<<<<

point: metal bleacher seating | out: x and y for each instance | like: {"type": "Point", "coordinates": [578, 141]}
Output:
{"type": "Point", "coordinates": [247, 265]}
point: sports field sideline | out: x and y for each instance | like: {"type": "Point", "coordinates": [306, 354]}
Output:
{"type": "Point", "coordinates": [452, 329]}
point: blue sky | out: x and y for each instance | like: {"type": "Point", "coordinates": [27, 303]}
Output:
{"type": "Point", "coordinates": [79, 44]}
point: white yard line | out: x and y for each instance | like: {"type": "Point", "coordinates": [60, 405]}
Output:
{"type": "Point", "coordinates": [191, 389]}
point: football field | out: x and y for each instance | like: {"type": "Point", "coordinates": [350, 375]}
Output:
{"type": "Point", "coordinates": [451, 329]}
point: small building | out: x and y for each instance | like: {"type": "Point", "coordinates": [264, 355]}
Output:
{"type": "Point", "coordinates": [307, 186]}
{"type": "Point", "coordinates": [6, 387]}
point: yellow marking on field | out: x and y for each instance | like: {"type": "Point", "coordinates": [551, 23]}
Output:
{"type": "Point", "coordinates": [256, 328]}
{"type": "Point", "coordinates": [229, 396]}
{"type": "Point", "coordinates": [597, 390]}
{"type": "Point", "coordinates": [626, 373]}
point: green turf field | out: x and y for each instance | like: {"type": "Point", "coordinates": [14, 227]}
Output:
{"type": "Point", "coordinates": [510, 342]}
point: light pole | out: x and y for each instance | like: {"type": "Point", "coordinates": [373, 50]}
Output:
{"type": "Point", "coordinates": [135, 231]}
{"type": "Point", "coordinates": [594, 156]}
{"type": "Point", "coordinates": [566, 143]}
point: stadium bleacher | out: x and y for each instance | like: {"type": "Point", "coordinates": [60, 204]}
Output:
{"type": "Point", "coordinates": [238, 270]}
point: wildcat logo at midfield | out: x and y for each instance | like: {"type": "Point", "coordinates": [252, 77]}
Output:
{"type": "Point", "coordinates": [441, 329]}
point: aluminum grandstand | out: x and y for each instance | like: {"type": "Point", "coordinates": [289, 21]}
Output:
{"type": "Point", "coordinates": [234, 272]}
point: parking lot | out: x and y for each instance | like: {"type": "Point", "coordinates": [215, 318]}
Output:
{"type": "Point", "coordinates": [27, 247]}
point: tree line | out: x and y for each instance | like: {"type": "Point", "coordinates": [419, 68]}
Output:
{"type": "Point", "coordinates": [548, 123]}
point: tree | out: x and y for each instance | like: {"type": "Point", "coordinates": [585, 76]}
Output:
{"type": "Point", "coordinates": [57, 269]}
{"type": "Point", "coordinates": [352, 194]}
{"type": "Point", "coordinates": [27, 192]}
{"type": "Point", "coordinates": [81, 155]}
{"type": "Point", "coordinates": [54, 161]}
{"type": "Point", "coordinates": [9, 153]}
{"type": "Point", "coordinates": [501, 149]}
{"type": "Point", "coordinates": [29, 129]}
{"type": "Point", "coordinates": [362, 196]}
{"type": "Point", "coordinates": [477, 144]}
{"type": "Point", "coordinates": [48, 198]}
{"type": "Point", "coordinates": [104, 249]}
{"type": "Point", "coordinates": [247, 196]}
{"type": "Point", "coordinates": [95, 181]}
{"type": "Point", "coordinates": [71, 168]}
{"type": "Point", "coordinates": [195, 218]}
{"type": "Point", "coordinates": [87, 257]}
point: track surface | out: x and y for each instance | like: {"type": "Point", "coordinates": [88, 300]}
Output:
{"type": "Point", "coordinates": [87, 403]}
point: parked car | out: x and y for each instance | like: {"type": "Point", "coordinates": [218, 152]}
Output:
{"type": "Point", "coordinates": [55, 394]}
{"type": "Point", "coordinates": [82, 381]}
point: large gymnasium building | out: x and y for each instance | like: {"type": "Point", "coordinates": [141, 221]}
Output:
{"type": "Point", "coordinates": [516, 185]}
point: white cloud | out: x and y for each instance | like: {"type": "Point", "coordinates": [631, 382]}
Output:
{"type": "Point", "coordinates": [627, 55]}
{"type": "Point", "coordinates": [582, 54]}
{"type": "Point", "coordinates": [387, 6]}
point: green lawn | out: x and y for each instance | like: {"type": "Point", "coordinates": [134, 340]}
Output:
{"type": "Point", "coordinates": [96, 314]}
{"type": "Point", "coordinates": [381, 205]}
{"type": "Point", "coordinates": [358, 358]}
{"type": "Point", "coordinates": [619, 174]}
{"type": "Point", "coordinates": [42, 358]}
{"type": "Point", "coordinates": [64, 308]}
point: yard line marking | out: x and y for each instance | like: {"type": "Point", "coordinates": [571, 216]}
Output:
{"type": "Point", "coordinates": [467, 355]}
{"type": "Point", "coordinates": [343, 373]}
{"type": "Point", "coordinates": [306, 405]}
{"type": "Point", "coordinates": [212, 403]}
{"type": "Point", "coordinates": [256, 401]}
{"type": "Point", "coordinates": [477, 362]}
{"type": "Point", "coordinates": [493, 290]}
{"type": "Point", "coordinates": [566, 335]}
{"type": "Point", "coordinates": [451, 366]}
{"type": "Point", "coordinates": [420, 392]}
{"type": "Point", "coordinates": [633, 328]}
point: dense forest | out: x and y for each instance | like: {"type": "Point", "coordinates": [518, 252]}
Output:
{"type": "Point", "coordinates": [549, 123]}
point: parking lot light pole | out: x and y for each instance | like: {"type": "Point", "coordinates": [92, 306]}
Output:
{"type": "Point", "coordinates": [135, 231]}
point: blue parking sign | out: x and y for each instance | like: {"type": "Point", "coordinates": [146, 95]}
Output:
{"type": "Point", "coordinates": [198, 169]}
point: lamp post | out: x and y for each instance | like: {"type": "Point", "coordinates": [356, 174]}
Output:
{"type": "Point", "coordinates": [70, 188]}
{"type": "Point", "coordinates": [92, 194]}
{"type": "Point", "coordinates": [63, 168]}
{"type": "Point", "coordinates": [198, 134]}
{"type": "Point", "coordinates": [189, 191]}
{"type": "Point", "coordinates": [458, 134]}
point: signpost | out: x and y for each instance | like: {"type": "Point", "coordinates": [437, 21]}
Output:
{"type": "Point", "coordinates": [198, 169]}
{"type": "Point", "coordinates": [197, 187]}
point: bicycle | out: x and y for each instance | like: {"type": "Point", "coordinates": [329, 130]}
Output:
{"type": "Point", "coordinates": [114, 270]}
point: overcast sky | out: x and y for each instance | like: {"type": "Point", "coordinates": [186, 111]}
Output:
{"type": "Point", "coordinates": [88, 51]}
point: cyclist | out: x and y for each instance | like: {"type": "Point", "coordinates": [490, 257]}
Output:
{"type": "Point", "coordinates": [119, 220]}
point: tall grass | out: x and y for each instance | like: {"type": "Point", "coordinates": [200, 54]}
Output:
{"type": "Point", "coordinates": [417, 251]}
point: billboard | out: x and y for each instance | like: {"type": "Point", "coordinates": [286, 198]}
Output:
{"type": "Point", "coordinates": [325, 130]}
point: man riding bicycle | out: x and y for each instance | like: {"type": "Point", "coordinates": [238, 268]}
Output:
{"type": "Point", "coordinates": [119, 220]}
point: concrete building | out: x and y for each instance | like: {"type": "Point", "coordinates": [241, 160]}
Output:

>>>>

**Task objective**. What the answer needs is every line from the data above with "light" in it.

**The answer**.
point: light pole | out: x and y for each instance | like: {"type": "Point", "coordinates": [373, 50]}
point: parking lot light pole | out: x and y for each instance | like: {"type": "Point", "coordinates": [92, 306]}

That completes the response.